■ Description of the task:
Below are some records. Return exactly the lines from the one with "Target: black wide-brim hat" to the one with "pixel 63 223.", and nothing else.

### Material to process

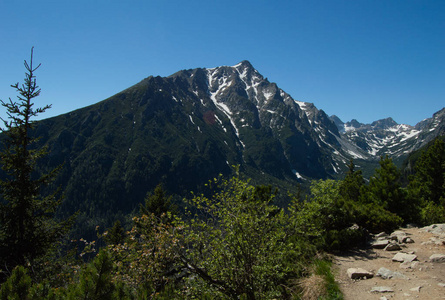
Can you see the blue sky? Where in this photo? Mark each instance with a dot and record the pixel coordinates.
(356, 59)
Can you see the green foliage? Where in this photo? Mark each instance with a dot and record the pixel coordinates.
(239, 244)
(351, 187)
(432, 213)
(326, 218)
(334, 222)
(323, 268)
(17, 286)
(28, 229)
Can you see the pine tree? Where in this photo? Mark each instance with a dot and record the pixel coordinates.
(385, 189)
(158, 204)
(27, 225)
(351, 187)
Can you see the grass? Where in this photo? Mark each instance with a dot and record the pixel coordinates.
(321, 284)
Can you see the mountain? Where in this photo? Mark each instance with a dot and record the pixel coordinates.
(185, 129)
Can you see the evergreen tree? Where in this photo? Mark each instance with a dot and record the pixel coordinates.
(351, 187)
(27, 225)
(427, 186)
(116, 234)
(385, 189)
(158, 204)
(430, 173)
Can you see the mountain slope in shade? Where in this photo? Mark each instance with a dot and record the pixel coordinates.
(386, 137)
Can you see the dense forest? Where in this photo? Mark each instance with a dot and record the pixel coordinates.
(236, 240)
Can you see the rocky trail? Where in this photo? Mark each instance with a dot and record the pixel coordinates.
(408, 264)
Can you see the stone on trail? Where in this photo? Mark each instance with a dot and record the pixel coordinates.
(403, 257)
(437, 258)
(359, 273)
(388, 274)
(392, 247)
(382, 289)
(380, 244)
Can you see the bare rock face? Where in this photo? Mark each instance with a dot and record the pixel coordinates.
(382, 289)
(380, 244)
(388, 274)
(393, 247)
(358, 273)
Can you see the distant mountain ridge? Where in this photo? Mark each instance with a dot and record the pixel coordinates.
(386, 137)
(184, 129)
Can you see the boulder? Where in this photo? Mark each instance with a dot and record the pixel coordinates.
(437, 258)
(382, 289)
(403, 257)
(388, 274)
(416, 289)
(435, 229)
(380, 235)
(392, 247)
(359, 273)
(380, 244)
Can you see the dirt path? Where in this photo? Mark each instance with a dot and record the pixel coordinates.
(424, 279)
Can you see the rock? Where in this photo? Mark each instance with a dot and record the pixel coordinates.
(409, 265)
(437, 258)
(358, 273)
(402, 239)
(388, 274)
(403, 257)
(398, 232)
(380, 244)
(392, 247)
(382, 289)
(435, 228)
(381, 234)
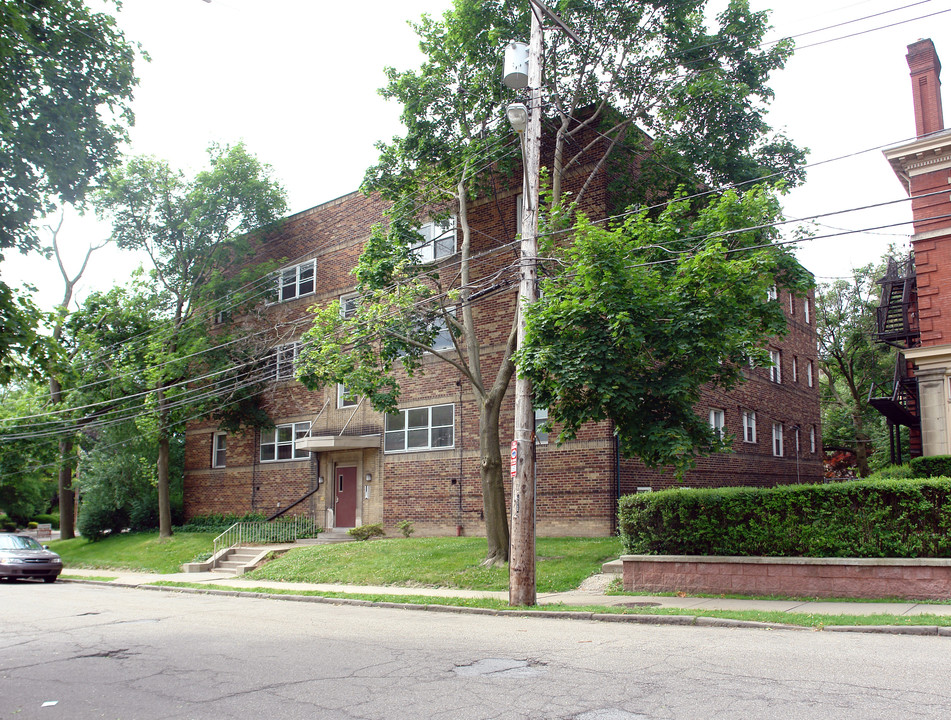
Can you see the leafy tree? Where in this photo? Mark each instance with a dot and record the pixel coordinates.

######
### Material to process

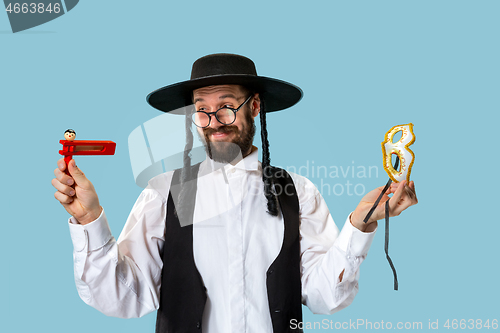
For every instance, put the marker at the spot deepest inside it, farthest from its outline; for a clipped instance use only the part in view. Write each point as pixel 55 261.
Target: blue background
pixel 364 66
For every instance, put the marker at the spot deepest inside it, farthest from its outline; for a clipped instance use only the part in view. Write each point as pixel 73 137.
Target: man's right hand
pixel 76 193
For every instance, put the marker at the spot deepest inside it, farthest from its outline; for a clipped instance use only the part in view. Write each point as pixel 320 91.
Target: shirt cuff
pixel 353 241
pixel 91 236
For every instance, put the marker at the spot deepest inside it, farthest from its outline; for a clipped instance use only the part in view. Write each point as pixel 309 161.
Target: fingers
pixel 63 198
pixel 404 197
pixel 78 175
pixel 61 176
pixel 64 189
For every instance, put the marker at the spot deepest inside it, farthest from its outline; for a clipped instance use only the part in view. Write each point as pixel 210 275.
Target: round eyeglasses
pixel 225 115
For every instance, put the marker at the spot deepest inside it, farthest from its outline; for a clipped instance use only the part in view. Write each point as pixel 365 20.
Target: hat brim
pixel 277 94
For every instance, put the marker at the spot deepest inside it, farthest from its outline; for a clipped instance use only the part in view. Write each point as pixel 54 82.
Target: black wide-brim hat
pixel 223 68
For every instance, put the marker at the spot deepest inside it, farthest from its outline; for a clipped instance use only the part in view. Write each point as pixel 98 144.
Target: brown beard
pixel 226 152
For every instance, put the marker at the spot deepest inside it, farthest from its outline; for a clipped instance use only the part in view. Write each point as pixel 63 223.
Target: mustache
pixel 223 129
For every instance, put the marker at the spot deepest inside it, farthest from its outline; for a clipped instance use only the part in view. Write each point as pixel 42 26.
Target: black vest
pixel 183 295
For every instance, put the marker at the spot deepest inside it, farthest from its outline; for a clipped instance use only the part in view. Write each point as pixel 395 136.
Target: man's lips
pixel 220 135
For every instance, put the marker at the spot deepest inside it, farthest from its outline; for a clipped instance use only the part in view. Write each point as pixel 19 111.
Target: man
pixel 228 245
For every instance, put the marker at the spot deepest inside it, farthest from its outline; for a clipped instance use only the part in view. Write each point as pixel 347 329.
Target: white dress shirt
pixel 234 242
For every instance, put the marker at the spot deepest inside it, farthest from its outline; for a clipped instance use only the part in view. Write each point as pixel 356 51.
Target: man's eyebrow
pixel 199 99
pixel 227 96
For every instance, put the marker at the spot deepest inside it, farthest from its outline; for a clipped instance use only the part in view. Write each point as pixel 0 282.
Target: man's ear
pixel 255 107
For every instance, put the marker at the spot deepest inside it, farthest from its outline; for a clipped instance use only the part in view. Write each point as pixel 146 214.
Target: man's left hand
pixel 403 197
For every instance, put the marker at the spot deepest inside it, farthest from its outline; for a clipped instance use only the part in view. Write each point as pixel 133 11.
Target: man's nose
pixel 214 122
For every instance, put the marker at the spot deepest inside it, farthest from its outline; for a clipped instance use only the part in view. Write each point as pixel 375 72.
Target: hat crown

######

■ Exercise answer:
Target: black wide-brim hat
pixel 223 68
For every instance, put the marker at the spot deepest inside it, farthest from its outline; for a clipped instance use only the part in view. Write each point as pixel 98 144.
Target: brown beard
pixel 226 152
For every instance, put the marker at the spot deepest inside it, farthest from its outline; for a clipped instance use only the part in view. Write each point as pixel 63 223.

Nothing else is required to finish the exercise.